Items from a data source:
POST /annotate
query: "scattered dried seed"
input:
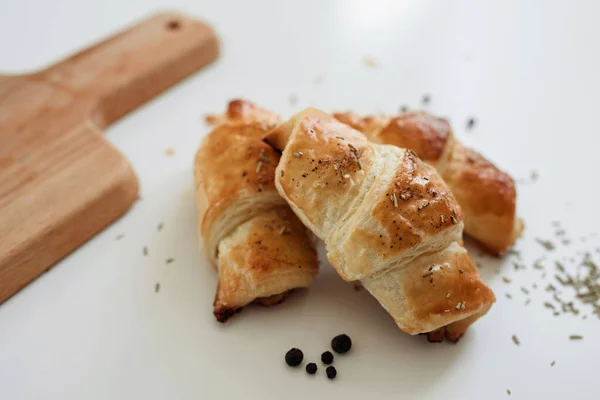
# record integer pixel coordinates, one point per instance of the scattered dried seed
(548, 245)
(516, 340)
(470, 123)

◆ EXERCISE BRIEF ◆
Apart from the pictures, set down all the entries above exactly.

◆ ANSWER BOX ◆
POST /annotate
query: "scattered dried seed"
input:
# record integer pixel coordinates, one point per instance of the scattered dried seed
(548, 245)
(516, 340)
(470, 123)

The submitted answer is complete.